### [Page]
= = = = =
Closed yangkl0909 closed 4 years ago

yangkl0909 commented 6 years ago

Hi Paul, I am running FindFungi for the demo ERR675624 fastq on cluster(CentOS Linux release 7.4.1708). I had remove bsub and got the following results. There something error I can't fix, could help have a check? Thank you.

The CSV is always empty with the errors showing below

Best Keli

GiantSpaceRobot commented 6 years ago

Hi Keli,

I haven't seen this error before with FindFungi. For ete3-3.1.1, it looks like ete3 cannot write to file. Is your directory underneath Dropbox/Google Drive? If this is the case, try pausing Dropbox/Google Drive and run the LowestCommonAncestor_V4.sh programme, or run the pipeline again. This problem can occur because the syncing of information causes read/write inconsistencies.

If this is not the problem, please make sure you are using the newest release of ete3 (https://github.com/etetoolkit/ete/tree/master/ete3) as they have have fixed taxdump database bugs recently.

Lastly, have you been using conda to manage Python versions/installations etc? I have seen this cause dependency clashes before.

Best, Paul

yangkl0909 commented 6 years ago

@GiantSpaceRobot
Thank you.

I fixed the qlite3.OperationalError: disk I/O error by moving the output back to my PC. We don't run Google Drive or any other sync tools in our cluster. It seems the error might caused by Lustre file system in our cluster showing like this https://github.com/TApplencourt/EMSL_Basis_Set_Exchange_Local/issues/6.

However, when moving on, another error occur in the LowestCommonAncestor_V4.py.

Traceback (most recent call last):
  File "/u2host/findfungi_test/FindFungi-v0.23.3/LowestCommonAncestor_V4.py", line 56, in <module>
    for i in descendants:
NameError: name 'descendants' is not defined
Done

I got the Final_Results_ERR675624-lca.csv with one line title while no other information.

Taxon name,Taxid,Reads mapping to taxid,Reads mapping to children taxids,Pearson skewness score,Percent of pseudo-chromosomes with read hits

Seems there is an indentation error in this python script?


C ERR675624.1001391_FC61KB9AAXX:4:14:2367:14327#GATCAG/1 76775 100 100 0.042346 100
C ERR675624.1001391_FC61KB9AAXX:4:14:2367:14327#GATCAG/2 76775 100 100 0.042346 100
C ERR675624.101282_FC61KB9AAXX:4:2:6436:3574#GATCAG/1 1759314 100 100 0.471951 100
C ERR675624.101282_FC61KB9AAXX:4:2:6436:3574#GATCAG/2 294747 100 100 -0.42256 100
C ERR675624.1029318_FC61KB9AAXX:4:14:9179:15769#GATCAG/1 1759314 100 100 0.471951 100

Is the Final_Results_ERR675624.tsv output right?

GiantSpaceRobot commented 6 years ago

Hi @yangkl0909

That output looks correct. And you are correct that there was an indentation error in the LowestCommonAncestor_V4.py script. I have fixed this now (https://github.com/GiantSpaceRobot/FindFungi/blob/master/FindFungi-v0.23.3/LowestCommonAncestor_V4.py).
= = = = =
### [Entries provided]

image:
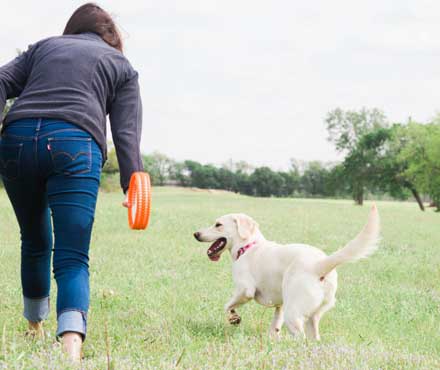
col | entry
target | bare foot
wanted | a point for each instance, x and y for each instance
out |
= = = = =
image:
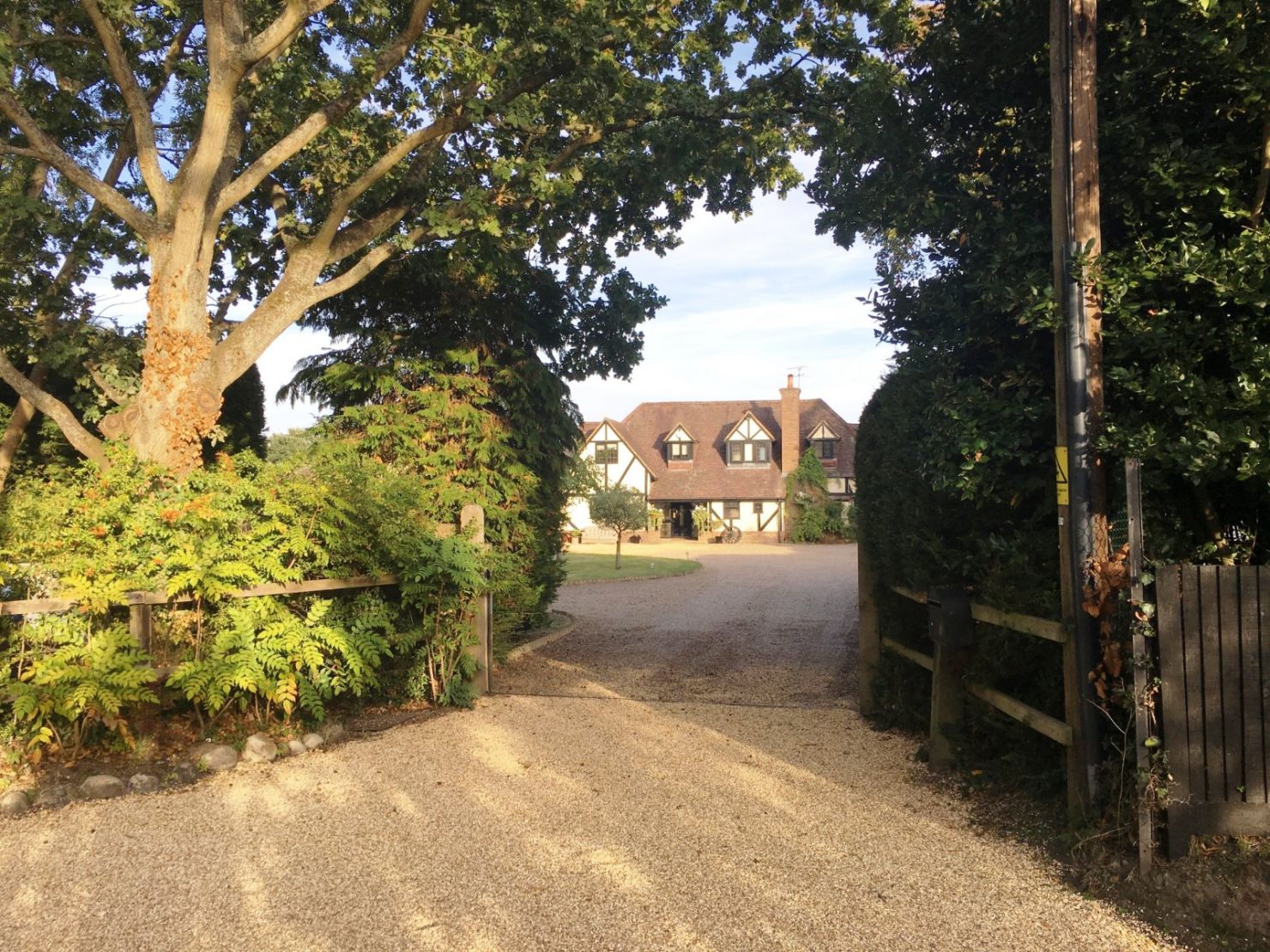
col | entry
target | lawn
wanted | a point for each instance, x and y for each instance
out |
= = = = =
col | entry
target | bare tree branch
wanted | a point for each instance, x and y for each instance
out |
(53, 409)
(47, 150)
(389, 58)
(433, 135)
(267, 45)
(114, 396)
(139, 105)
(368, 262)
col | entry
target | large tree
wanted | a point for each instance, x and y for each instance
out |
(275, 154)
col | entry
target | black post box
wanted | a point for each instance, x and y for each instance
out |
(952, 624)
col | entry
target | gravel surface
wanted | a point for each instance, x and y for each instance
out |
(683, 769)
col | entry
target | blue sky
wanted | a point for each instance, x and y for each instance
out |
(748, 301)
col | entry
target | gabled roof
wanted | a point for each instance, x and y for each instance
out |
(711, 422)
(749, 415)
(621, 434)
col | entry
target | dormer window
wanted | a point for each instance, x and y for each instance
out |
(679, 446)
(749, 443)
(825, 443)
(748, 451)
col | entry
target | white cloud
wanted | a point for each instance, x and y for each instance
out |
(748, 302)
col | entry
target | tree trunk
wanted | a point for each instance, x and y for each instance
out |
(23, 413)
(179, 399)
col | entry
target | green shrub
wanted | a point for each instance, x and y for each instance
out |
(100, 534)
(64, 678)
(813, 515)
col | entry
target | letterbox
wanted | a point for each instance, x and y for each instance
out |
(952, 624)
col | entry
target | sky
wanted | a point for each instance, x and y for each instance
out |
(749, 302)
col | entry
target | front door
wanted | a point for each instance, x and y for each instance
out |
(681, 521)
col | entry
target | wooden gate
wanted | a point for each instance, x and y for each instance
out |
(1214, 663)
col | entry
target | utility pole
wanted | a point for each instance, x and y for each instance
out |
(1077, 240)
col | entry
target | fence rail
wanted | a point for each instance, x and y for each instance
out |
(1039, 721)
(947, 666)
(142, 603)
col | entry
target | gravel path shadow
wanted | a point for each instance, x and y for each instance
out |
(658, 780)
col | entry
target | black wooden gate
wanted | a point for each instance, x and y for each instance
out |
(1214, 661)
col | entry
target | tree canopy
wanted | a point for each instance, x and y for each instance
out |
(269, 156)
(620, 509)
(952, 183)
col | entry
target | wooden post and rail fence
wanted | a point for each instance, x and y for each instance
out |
= = = = =
### [Exercise set]
A: Condense the paragraph of the FindFungi thread that begins "I haven't seen this error before" into a short bulleted list that keeps its main facts.
B: Reproduce the stretch of the FindFungi thread from "I got the Final_Results_ERR675624-lca.csv" through "this python script?", word for word.
C: Answer these from the FindFungi thread:
(i) What Linux release was the cluster running?
(ii) Which file system is suspected of causing the disk I/O error?
(iii) Which name does the NameError report as not defined?
Rely only on the FindFungi thread, not on the material.

### [Task-by-task results]
A:
- This error had not come up before with FindFungi.
- With ete3-3.1.1, ete3 seems unable to write to file.
- If the directory is under Dropbox or Google Drive, pause the syncing and run LowestCommonAncestor_V4.sh, or run the pipeline again.
- Syncing can cause read/write inconsistencies.

B:
I got the Final_Results_ERR675624-lca.csv with one line title while no other information.

Taxon name,Taxid,Reads mapping to taxid,Reads mapping to children taxids,Pearson skewness score,Percent of pseudo-chromosomes with read hits

Seems there is an indentation error in this python script?

C:
(i) CentOS Linux release 7.4.1708
(ii) The Lustre file system
(iii) 'descendants'